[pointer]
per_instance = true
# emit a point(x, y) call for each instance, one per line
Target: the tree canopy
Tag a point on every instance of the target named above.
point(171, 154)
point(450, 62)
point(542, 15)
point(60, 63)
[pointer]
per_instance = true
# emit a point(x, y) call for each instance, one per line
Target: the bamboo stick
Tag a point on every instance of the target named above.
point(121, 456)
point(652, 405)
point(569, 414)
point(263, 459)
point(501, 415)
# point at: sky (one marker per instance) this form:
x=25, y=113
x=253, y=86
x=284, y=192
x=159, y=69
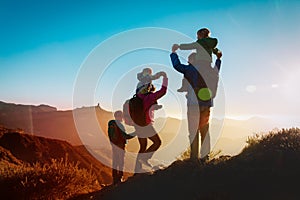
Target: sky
x=45, y=45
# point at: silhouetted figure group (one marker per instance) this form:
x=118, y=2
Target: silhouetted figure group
x=200, y=84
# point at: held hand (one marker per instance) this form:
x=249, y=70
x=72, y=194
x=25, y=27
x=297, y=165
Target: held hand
x=219, y=54
x=163, y=74
x=175, y=47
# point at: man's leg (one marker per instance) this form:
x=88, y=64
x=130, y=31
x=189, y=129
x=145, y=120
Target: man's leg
x=193, y=116
x=114, y=165
x=121, y=163
x=143, y=146
x=204, y=131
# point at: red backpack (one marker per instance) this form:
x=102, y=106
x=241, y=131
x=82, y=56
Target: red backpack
x=115, y=133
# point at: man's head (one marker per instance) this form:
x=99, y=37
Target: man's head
x=118, y=115
x=203, y=33
x=191, y=58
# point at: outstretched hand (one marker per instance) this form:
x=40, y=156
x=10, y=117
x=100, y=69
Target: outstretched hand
x=163, y=74
x=175, y=47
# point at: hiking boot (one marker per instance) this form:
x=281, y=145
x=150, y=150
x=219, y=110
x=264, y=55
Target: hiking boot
x=145, y=162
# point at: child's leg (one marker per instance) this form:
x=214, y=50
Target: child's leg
x=184, y=85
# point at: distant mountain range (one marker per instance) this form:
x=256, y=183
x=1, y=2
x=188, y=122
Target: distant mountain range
x=229, y=135
x=19, y=148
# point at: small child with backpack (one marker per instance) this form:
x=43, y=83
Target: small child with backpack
x=118, y=138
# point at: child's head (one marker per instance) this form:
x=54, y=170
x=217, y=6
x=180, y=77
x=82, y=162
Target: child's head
x=118, y=115
x=191, y=58
x=147, y=72
x=203, y=33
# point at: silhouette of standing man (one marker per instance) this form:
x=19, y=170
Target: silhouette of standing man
x=198, y=105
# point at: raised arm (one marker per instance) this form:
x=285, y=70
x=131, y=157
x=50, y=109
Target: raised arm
x=189, y=46
x=177, y=64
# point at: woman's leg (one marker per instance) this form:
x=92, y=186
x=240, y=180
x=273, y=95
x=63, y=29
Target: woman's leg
x=155, y=145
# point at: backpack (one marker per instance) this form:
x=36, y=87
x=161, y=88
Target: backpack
x=133, y=111
x=115, y=133
x=205, y=88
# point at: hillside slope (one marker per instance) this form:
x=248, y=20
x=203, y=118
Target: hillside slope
x=268, y=168
x=16, y=147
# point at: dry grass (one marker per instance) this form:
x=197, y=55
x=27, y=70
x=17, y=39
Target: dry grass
x=58, y=180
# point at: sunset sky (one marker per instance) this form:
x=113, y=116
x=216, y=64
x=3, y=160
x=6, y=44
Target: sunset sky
x=44, y=44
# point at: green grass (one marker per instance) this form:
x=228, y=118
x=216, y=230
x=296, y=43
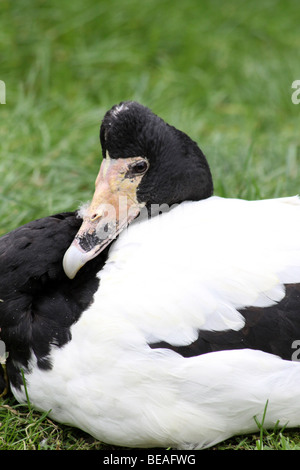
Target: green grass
x=221, y=71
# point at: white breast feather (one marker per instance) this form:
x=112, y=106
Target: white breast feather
x=196, y=266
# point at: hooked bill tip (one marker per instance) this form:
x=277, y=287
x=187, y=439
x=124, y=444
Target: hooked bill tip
x=73, y=260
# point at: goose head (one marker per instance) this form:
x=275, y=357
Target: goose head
x=146, y=164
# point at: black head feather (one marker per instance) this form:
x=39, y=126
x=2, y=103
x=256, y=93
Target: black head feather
x=178, y=168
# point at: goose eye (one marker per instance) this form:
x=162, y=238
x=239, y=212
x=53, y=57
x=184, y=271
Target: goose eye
x=139, y=167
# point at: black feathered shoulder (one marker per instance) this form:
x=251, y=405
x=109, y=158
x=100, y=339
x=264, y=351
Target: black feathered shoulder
x=38, y=302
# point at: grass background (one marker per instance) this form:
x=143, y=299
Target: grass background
x=220, y=71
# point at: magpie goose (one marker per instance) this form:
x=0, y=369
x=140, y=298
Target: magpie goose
x=158, y=314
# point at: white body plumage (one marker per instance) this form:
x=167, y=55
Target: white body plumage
x=165, y=279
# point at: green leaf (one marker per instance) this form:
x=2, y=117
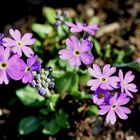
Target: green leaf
x=55, y=124
x=29, y=96
x=60, y=31
x=108, y=51
x=96, y=46
x=80, y=95
x=41, y=29
x=119, y=55
x=51, y=128
x=84, y=77
x=28, y=125
x=67, y=82
x=52, y=101
x=92, y=110
x=50, y=14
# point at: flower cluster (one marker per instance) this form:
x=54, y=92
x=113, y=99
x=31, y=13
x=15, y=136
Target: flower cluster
x=79, y=49
x=43, y=80
x=12, y=64
x=60, y=17
x=111, y=92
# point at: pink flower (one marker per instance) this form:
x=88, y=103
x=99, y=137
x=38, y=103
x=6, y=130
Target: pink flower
x=33, y=64
x=19, y=44
x=101, y=96
x=77, y=52
x=125, y=83
x=10, y=66
x=79, y=27
x=115, y=107
x=104, y=80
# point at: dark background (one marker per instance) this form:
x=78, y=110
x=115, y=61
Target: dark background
x=13, y=10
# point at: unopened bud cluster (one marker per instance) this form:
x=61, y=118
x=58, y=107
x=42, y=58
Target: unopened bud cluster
x=60, y=17
x=43, y=81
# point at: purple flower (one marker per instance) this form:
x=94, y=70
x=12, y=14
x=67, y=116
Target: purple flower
x=20, y=44
x=10, y=67
x=1, y=39
x=125, y=83
x=33, y=64
x=101, y=96
x=104, y=80
x=115, y=107
x=77, y=52
x=79, y=27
- - -
--- WHAT THE TASK ASKS ---
In your copy, exclude the pictures and repeat each entry above exactly.

--- WRITTEN SOLUTION ---
[pointer]
per_instance = true
# emit a point(x, y) call for each instance, one per line
Target: the tree canopy
Tag a point on every instance of the target named above.
point(171, 154)
point(450, 62)
point(542, 15)
point(60, 63)
[pointer]
per_instance = true
# emit a point(x, y) call for each instance, one per line
Target: the bamboo stick
Tag a point on every instance of the target named above.
point(121, 456)
point(652, 405)
point(569, 414)
point(263, 459)
point(501, 415)
# point at: sky (one marker per instance) this form:
x=25, y=113
x=253, y=86
x=284, y=192
x=159, y=69
Target: sky
x=45, y=45
# point at: silhouetted figure group (one marker per instance) this form:
x=118, y=2
Target: silhouetted figure group
x=200, y=84
# point at: held hand (one marker per instance) this form:
x=249, y=70
x=72, y=194
x=25, y=27
x=297, y=165
Target: held hand
x=219, y=54
x=163, y=74
x=175, y=47
# point at: man's leg (one marker per instance) this form:
x=88, y=64
x=130, y=31
x=189, y=129
x=145, y=120
Target: man's leg
x=193, y=116
x=114, y=165
x=121, y=163
x=143, y=146
x=204, y=131
# point at: red backpack (one marker per instance) this form:
x=102, y=106
x=241, y=131
x=82, y=56
Target: red backpack
x=115, y=133
# point at: man's head (one marker per instance) this form:
x=99, y=37
Target: man's head
x=118, y=115
x=203, y=33
x=191, y=58
# point at: outstretched hand (one marker per instance) this form:
x=40, y=156
x=10, y=117
x=100, y=69
Target: outstretched hand
x=163, y=74
x=175, y=47
# point at: hiking boot (one marker per instance) this form:
x=281, y=145
x=150, y=150
x=219, y=110
x=264, y=55
Target: hiking boot
x=145, y=162
# point at: child's leg (one marker per instance) this form:
x=214, y=50
Target: child's leg
x=184, y=85
# point at: distant mountain range (one marker per instance) this form:
x=256, y=183
x=1, y=2
x=188, y=122
Target: distant mountain range
x=229, y=135
x=19, y=148
# point at: small child with backpack (one marker per instance) this form:
x=43, y=83
Target: small child with backpack
x=118, y=138
# point at: child's head (one marker per instance) this form:
x=54, y=170
x=217, y=6
x=180, y=77
x=82, y=162
Target: child's head
x=118, y=115
x=191, y=58
x=147, y=72
x=203, y=33
# point at: silhouette of standing man (one marker per instance) this form:
x=19, y=170
Target: silhouette of standing man
x=198, y=105
# point at: raised arm (one marker per instance) this form:
x=285, y=70
x=131, y=157
x=50, y=109
Target: raised arm
x=189, y=46
x=177, y=64
# point at: woman's leg (one marker per instance) this form:
x=92, y=186
x=240, y=180
x=273, y=95
x=63, y=29
Target: woman's leg
x=155, y=145
# point at: backpack (one marker per instance) this form:
x=36, y=87
x=161, y=88
Target: backpack
x=133, y=111
x=115, y=133
x=205, y=88
# point at: hillside slope (one marker per instance) this form:
x=248, y=20
x=203, y=118
Target: hillside slope
x=268, y=168
x=16, y=147
# point at: dry grass (one marker per instance) this form:
x=197, y=55
x=27, y=70
x=17, y=39
Target: dry grass
x=58, y=180
# point at: sunset sky (one marker per instance) this form:
x=113, y=116
x=216, y=64
x=3, y=160
x=6, y=44
Target: sunset sky
x=44, y=44
# point at: green grass (one marker per instance) this form:
x=228, y=118
x=216, y=230
x=296, y=43
Target: green grass
x=221, y=71
# point at: white breast feather (one marker per instance) this form:
x=112, y=106
Target: white breast feather
x=196, y=266
# point at: hooked bill tip (one marker per instance) this form:
x=277, y=287
x=187, y=439
x=124, y=444
Target: hooked bill tip
x=73, y=260
# point at: goose head (one marker per instance) this form:
x=275, y=357
Target: goose head
x=146, y=164
# point at: black head feather (one marker per instance) this form:
x=39, y=126
x=2, y=103
x=256, y=93
Target: black head feather
x=178, y=168
# point at: goose eye (one marker per instance) this form:
x=162, y=238
x=239, y=212
x=53, y=57
x=184, y=271
Target: goose eye
x=139, y=167
# point at: black feathered shoulder (one marker per instance) this form:
x=251, y=405
x=109, y=158
x=100, y=339
x=264, y=351
Target: black feathered shoulder
x=38, y=302
# point at: grass background (one marker per instance) this form:
x=143, y=299
Target: grass background
x=220, y=71
# point at: magpie goose (one marker per instance) this form:
x=0, y=369
x=140, y=298
Target: magpie goose
x=158, y=314
# point at: white body plumage (one marker per instance) this form:
x=167, y=55
Target: white body plumage
x=165, y=279
# point at: green leaf (one marker per instance) this form:
x=2, y=117
Target: green leaf
x=55, y=124
x=29, y=96
x=60, y=31
x=108, y=51
x=96, y=46
x=80, y=95
x=41, y=29
x=119, y=55
x=51, y=128
x=84, y=77
x=28, y=125
x=67, y=82
x=52, y=101
x=92, y=110
x=50, y=14
# point at: flower cluster (one marker per instance) this form:
x=54, y=92
x=113, y=99
x=31, y=13
x=15, y=136
Target: flower cluster
x=79, y=49
x=43, y=80
x=12, y=64
x=60, y=17
x=111, y=92
# point at: pink flower (one marker per instance) this form:
x=88, y=103
x=99, y=137
x=38, y=103
x=6, y=130
Target: pink flower
x=33, y=64
x=19, y=44
x=101, y=96
x=77, y=52
x=125, y=83
x=10, y=66
x=79, y=27
x=115, y=107
x=104, y=80
# point at: dark background (one marker per instance) this form:
x=78, y=110
x=115, y=61
Target: dark background
x=13, y=10
# point at: unopened bud cluster (one marker per instance) this form:
x=61, y=118
x=58, y=107
x=42, y=58
Target: unopened bud cluster
x=60, y=17
x=43, y=81
# point at: purple flower (one marker per instance) this form:
x=94, y=70
x=12, y=14
x=67, y=116
Target: purple flower
x=20, y=44
x=10, y=67
x=1, y=39
x=125, y=83
x=33, y=64
x=101, y=96
x=104, y=80
x=115, y=107
x=77, y=52
x=79, y=27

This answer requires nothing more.